Please continue the forum thread below about the new 270-liter tank, starting right after its last line.

▶ [EXCERPTED PASSAGE]:
○ ○ ○ ○ ○

# my new 270 liter tank



## killarbee (Jan 23, 2004)

My new 270 liters tank getting ready for some red bellies :









































































*edit* resized the pics*)

hope you like it


----------



## 1waypiranha (Nov 6, 2003)

amazing looking tank..gives me ideas..







..how many gallons is that????


----------



## killarbee (Jan 23, 2004)

70 US gallons it's not that big .. but much better than my old 30 US gallon tank :bleh:


----------



## garygny (Mar 16, 2003)

Really nice looking tank. It's exciting starting a new tank, especially one like that. Good luck!


----------



## killarbee (Jan 23, 2004)

thank you !  i can't wait to see my 3 20 cm nattereri's swiming around that stone mountain


----------



## kouma (Sep 1, 2003)

nice skull and background, can I ask what kind of background is that?


----------



## killarbee (Jan 23, 2004)

it's a ready-made polystyrene foam plate that i've bought in the pet store.


----------



## jahnke31 (Dec 4, 2003)

killar- where did you order that tank from??? does it have a wave front? i wanted one of those, but couldn't find it on the website!! please help me out!!


----------



## jkmbaum (Jan 21, 2004)

Your name tank looks great! i hope mines look as good when i get it!!


----------



## mctwist159 (Jan 7, 2004)

it does look like one of those wave front tanks....nice background,migh be a pain to clean though with all those rock, but they do look nice


----------



## killarbee (Jan 23, 2004)

> jahnke31 Posted on Jan 24 2004, 08:20 PM
> killar- where did you order that tank from??? does it have a wave front? i wanted one of those, but couldn't find it on the website!! please help me out!!

○ ○ ○ ○ ○

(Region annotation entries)
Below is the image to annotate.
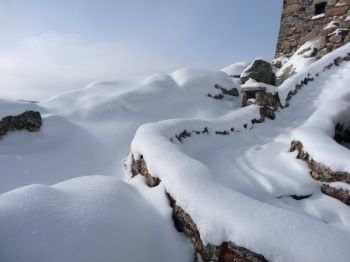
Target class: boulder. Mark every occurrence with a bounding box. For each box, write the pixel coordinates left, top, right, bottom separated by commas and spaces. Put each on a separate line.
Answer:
241, 59, 275, 85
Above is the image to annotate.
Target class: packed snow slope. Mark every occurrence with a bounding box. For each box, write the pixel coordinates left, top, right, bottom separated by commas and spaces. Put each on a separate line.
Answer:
0, 45, 350, 262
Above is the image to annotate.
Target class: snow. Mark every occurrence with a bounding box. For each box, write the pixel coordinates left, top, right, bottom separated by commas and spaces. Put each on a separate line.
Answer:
171, 68, 238, 95
0, 42, 350, 262
241, 78, 277, 94
329, 182, 350, 192
311, 13, 326, 20
241, 57, 267, 77
323, 21, 339, 30
276, 40, 319, 81
132, 57, 350, 261
221, 61, 251, 77
293, 61, 350, 172
0, 176, 191, 262
278, 43, 350, 105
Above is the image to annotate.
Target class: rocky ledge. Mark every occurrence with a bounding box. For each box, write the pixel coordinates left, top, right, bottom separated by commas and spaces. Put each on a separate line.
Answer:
131, 156, 267, 262
0, 111, 42, 136
290, 140, 350, 205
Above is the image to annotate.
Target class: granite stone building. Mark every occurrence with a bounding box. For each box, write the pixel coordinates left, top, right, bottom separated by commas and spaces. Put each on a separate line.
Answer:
276, 0, 350, 58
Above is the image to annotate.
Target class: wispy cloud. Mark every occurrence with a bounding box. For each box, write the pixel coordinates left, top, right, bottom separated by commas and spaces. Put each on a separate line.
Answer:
0, 33, 178, 100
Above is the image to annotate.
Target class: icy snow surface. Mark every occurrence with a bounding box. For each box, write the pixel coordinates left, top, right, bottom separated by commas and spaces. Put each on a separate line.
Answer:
0, 45, 350, 262
221, 62, 251, 76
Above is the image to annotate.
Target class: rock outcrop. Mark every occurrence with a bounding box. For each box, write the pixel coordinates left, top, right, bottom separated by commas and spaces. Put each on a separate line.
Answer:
0, 111, 42, 136
131, 156, 267, 262
276, 0, 350, 58
241, 59, 275, 85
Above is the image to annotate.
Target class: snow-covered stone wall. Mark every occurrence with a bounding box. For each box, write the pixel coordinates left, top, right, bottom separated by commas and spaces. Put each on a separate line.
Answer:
276, 0, 350, 58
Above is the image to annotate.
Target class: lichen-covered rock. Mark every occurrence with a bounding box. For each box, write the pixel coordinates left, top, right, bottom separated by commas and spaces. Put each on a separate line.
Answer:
275, 0, 350, 58
255, 92, 280, 110
241, 59, 275, 85
321, 184, 350, 206
290, 140, 350, 184
260, 106, 276, 120
131, 156, 160, 187
131, 155, 267, 262
0, 111, 42, 136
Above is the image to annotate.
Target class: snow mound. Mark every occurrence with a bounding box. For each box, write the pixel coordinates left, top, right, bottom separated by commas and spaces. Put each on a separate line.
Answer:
241, 78, 277, 94
171, 68, 238, 95
0, 176, 191, 262
221, 61, 251, 77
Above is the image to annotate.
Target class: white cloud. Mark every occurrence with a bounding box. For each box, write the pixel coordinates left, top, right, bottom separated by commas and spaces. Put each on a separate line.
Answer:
0, 33, 177, 100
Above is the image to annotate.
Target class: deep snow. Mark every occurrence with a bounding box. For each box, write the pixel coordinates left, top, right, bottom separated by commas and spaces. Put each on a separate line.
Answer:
0, 44, 350, 262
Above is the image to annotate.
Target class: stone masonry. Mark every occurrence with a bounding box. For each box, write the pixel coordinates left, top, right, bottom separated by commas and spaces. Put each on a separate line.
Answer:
276, 0, 350, 58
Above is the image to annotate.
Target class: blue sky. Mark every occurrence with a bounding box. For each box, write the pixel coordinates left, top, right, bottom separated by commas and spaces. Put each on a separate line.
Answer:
0, 0, 282, 98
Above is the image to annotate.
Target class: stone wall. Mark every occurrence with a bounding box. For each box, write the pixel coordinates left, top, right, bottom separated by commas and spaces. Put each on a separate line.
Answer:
276, 0, 350, 58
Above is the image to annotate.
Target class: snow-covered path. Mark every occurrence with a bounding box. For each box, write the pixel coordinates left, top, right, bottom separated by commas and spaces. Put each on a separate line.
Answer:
0, 47, 350, 262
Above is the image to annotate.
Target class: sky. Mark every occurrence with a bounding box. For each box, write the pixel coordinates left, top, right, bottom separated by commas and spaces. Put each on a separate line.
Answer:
0, 0, 283, 100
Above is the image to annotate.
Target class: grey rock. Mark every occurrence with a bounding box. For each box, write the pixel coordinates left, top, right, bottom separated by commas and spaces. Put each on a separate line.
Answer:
241, 59, 275, 85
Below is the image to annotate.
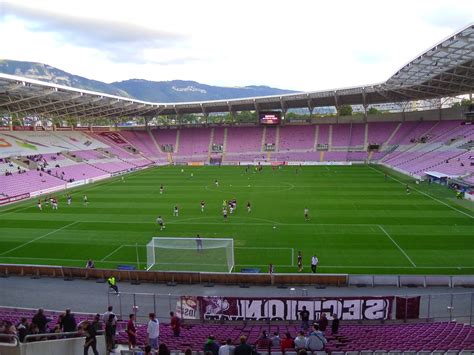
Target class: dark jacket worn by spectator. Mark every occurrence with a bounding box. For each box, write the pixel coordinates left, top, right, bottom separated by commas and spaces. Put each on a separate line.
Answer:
234, 336, 253, 355
203, 335, 219, 355
31, 308, 51, 334
60, 309, 77, 333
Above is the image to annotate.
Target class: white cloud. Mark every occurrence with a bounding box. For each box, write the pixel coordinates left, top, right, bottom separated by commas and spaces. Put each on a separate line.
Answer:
0, 0, 474, 90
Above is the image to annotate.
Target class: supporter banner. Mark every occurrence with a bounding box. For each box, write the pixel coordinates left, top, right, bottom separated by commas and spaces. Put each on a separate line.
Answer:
177, 296, 394, 321
66, 180, 86, 189
0, 193, 30, 205
92, 126, 110, 132
287, 161, 352, 165
395, 296, 420, 319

○ ○ ○ ○ ○

▶ [ANSWER TO THIS PROBLEM]:
yes it has a wave front !!









the brand of the tank is : MP aquarien

and the site of their company is : here
and this is my tank
but it's all in german ..









i just bought the tank by the local pet shop.
be aware they're expensive


----------



## Judazzz (Jan 13, 2003)

Red crosses for me...









Welkom bij PFury, Killarbee: altijd leuk een paar medelanders te zien hier


----------



## vlahos (Sep 7, 2003)

awesome setup...i love the background


----------



## killarbee (Jan 23, 2004)

> Judazzz Posted on Jan 25 2004, 01:13 AM
> Red crosses for me...
> 
> Welkom bij PFury, Killarbee: altijd leuk een paar medelanders te zien hier


hosting was f*cked up







they're back online now


----------



## Husky_Jim (May 26, 2003)

Nice tank!!!









Although they import MP's here (mp was my first tank) i never have seen that model.

Jim


----------



## Judazzz (Jan 13, 2003)

killarbee said:


> > Judazzz Posted on Jan 25 2004, 01:13 AM
> > Red crosses for me...
> >
> > Welkom bij PFury, Killarbee: altijd leuk een paar medelanders te zien hier
> ...


 That's much better









Like Jim said, I've seen quite a number of different types of MP tanks by now, but never one with a wave-shaped front wall like yours - I must say, it's totally bad-ass









Looking forward to see some pics of the future inhabitants!


----------



## killarbee (Jan 23, 2004)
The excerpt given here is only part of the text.